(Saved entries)
━━━━━━
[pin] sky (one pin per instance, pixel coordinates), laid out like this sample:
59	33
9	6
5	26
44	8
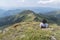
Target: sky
29	3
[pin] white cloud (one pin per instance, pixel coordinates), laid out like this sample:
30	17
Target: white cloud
45	2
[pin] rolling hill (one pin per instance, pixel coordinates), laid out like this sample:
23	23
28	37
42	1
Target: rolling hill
26	16
25	26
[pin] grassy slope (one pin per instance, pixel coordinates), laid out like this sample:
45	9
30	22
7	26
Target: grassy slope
29	31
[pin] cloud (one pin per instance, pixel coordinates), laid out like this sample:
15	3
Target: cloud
45	2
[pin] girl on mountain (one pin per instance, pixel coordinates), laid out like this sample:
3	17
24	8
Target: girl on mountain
44	24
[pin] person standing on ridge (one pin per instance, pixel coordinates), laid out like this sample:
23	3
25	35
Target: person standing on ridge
44	24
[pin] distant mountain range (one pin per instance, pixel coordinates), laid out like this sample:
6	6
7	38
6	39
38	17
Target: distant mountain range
9	12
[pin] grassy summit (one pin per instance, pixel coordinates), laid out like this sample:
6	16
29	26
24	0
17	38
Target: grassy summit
29	31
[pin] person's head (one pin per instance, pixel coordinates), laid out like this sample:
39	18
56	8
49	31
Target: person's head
44	21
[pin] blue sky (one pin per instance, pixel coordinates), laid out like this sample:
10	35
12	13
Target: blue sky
29	3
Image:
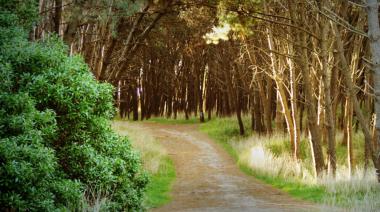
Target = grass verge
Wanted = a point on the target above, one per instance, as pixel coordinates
(155, 161)
(267, 159)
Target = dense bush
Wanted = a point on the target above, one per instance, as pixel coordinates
(56, 143)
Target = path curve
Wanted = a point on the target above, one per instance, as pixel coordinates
(209, 180)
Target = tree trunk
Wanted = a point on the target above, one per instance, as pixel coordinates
(374, 37)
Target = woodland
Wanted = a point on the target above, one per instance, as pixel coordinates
(305, 68)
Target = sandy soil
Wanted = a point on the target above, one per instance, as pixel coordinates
(209, 180)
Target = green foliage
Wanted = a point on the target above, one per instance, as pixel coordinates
(157, 192)
(56, 143)
(226, 129)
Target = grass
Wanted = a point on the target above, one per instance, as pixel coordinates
(155, 161)
(159, 186)
(267, 159)
(179, 120)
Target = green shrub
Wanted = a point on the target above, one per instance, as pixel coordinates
(56, 143)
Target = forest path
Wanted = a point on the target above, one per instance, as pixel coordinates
(209, 180)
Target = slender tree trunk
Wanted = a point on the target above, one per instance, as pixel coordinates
(329, 120)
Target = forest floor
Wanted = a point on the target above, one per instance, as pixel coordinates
(208, 179)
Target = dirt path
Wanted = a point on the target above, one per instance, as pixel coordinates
(209, 180)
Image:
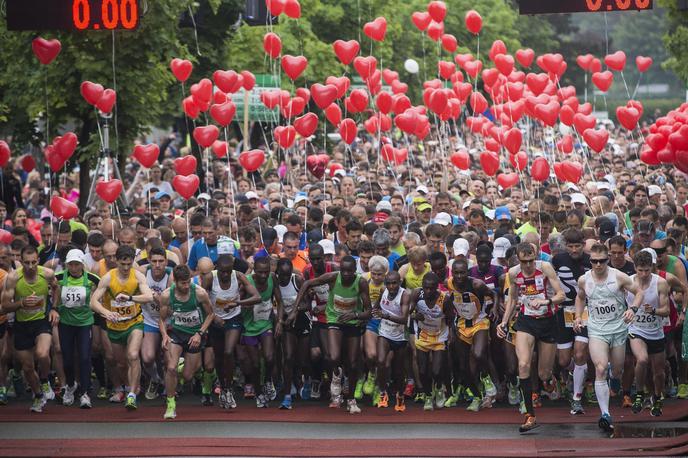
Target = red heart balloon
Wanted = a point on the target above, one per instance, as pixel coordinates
(220, 148)
(186, 186)
(616, 61)
(603, 80)
(146, 154)
(181, 69)
(252, 160)
(334, 114)
(346, 51)
(185, 165)
(507, 180)
(223, 113)
(27, 162)
(643, 63)
(294, 66)
(539, 170)
(272, 45)
(317, 164)
(109, 191)
(65, 145)
(376, 30)
(46, 50)
(107, 101)
(62, 208)
(421, 20)
(474, 22)
(596, 139)
(91, 92)
(348, 130)
(285, 136)
(206, 135)
(489, 161)
(5, 153)
(306, 124)
(461, 159)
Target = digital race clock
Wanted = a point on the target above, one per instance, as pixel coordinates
(581, 6)
(72, 14)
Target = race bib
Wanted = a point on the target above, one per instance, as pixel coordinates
(73, 296)
(190, 319)
(262, 311)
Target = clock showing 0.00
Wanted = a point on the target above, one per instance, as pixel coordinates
(581, 6)
(76, 15)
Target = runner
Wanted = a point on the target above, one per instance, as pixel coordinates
(26, 293)
(126, 290)
(532, 283)
(392, 309)
(188, 307)
(603, 289)
(646, 333)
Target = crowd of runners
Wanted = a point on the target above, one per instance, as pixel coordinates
(375, 284)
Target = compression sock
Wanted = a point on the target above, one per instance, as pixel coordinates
(527, 394)
(602, 393)
(579, 373)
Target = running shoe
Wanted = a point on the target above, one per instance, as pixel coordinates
(351, 407)
(514, 395)
(249, 391)
(171, 411)
(529, 425)
(85, 401)
(440, 397)
(261, 401)
(358, 391)
(400, 406)
(48, 392)
(305, 390)
(638, 402)
(270, 391)
(117, 397)
(537, 403)
(369, 384)
(131, 403)
(490, 389)
(682, 391)
(152, 390)
(315, 389)
(206, 400)
(410, 385)
(68, 396)
(336, 383)
(38, 404)
(336, 401)
(383, 403)
(627, 402)
(576, 407)
(605, 423)
(286, 403)
(474, 406)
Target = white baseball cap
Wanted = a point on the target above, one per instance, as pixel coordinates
(461, 247)
(328, 246)
(443, 219)
(75, 255)
(501, 245)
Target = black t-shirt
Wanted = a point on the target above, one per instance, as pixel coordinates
(569, 270)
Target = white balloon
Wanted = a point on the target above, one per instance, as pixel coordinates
(411, 66)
━━━━━━
Instruction —
Transcribe every line from the records above without alteration, and leave out the images.

Expected answer —
[pin] sky (one pin per instance, pixel coordinates), laid out like this sample:
59	33
9	6
5	26
44	8
Target: sky
29	3
[pin] white cloud (one pin per instance, pixel coordinates), laid out like this sample:
30	17
Target: white cloud
45	2
[pin] rolling hill (one pin per instance, pixel coordinates), laid out like this sample:
23	23
28	37
42	1
Target: rolling hill
26	16
25	26
[pin] grassy slope (one pin per instance, pixel coordinates), laid out like this sample:
45	9
30	22
7	26
Target: grassy slope
29	31
[pin] cloud (one pin per instance, pixel coordinates), laid out like this sample:
15	3
Target: cloud
45	2
[pin] girl on mountain (one pin per instance, pixel coordinates), laid out like this sample:
3	17
24	8
Target: girl on mountain
44	24
[pin] person standing on ridge (one pin per instance, pixel coordinates), laid out like this sample:
23	3
25	35
Target: person standing on ridge
44	24
[pin] distant mountain range (one pin per instance, pixel coordinates), laid out like this sample:
6	6
7	38
6	39
38	17
Target: distant mountain range
9	12
[pin] grassy summit (one pin per instance, pixel coordinates), laid out like this sample:
6	16
29	26
24	0
17	38
Target: grassy summit
29	31
[pin] person's head (one pin per instance, pixel coordinates), laid out like this sample:
39	18
56	8
49	31
Target: person's head
44	21
[pin] blue sky (one pin per instance, pixel coordinates), laid out like this sample:
10	35
12	13
Target: blue sky
29	3
Image:
Target = grass verge
Wanted = a point on the target above, one per instance, as pixel coordinates
(155, 161)
(267, 159)
Target = dense bush
Wanted = a point on the target above, one per instance, as pixel coordinates
(56, 143)
Target = path curve
Wanted = a point on the target above, one per instance, as pixel coordinates
(209, 180)
Target = tree trunk
Wanted = a point on the target above, one per instance, as pixel coordinates
(374, 37)
Target = woodland
Wanted = a point on the target above, one per instance, as pixel coordinates
(305, 68)
Target = sandy soil
Wanted = a point on the target above, one per instance, as pixel coordinates
(209, 180)
Target = green foliage
Wanted = a point on the target above, one per instance, as pixel coordinates
(157, 192)
(56, 143)
(226, 129)
Target = grass
Wanted = a point on the target above, one per instance, as pixel coordinates
(155, 161)
(159, 186)
(267, 159)
(179, 120)
Target = green shrub
Wanted = a point on the target above, one per instance, as pixel coordinates
(56, 143)
Target = forest path
Wanted = a point on the target above, one per instance, as pixel coordinates
(209, 180)
Target = slender tree trunk
Wanted = a point on the target above, one per instance, as pixel coordinates
(329, 120)
Target = forest floor
Wanted = a point on the target above, one per instance, as pixel coordinates
(208, 179)
Target = dirt path
Wanted = a point on the target above, one per instance, as pixel coordinates
(209, 180)
Image:
Target = red heart balloon
Wanted = a point on the target above, one per instance, as pixel coordinates
(220, 148)
(186, 186)
(616, 61)
(603, 80)
(146, 154)
(181, 69)
(252, 160)
(334, 114)
(346, 51)
(185, 165)
(507, 180)
(223, 113)
(27, 162)
(643, 63)
(294, 66)
(539, 170)
(272, 45)
(317, 164)
(109, 191)
(65, 145)
(376, 30)
(46, 50)
(107, 101)
(62, 208)
(421, 20)
(474, 22)
(596, 139)
(91, 92)
(348, 130)
(285, 136)
(206, 135)
(489, 161)
(5, 153)
(306, 124)
(461, 159)
Target = digital race clock
Wanted = a point on the target above, one per instance, as pixel coordinates
(581, 6)
(72, 14)
Target = race bib
Wanted = a point on the target above, one per instance, as pixel coordinates
(73, 296)
(190, 319)
(262, 311)
Target = clock showing 0.00
Wanted = a point on the target above, one per instance, as pixel coordinates
(581, 6)
(76, 15)
Target = runner
Wanted = a point on the target above, one per instance, as pixel coordinates
(26, 293)
(126, 290)
(532, 283)
(392, 309)
(188, 307)
(603, 289)
(646, 333)
Target = crowd of runners
Wanted = a point on the target above, one per instance, as pixel coordinates
(375, 284)
Target = compression sock
Wanted = a point on the target above, one per instance, as pixel coordinates
(527, 394)
(602, 393)
(579, 373)
Target = running shoe
Wanted = a point on the target above, one per instance, as pixel coordinates
(351, 407)
(514, 395)
(249, 391)
(171, 411)
(529, 425)
(85, 401)
(440, 397)
(261, 401)
(358, 391)
(400, 406)
(48, 392)
(305, 390)
(638, 402)
(270, 391)
(117, 397)
(537, 403)
(369, 384)
(131, 403)
(490, 389)
(682, 391)
(152, 390)
(315, 389)
(206, 400)
(410, 385)
(68, 396)
(336, 383)
(38, 404)
(336, 401)
(383, 403)
(627, 402)
(576, 407)
(605, 423)
(286, 403)
(474, 406)
Target = white baseball cap
Wanted = a point on the target above, one per instance, as pixel coordinates
(461, 247)
(328, 246)
(443, 219)
(75, 255)
(501, 245)
Target = black t-shirt
Wanted = a point on the target above, one per instance, as pixel coordinates
(569, 270)
Target = white balloon
Wanted = a point on the target above, one per instance, as pixel coordinates
(411, 66)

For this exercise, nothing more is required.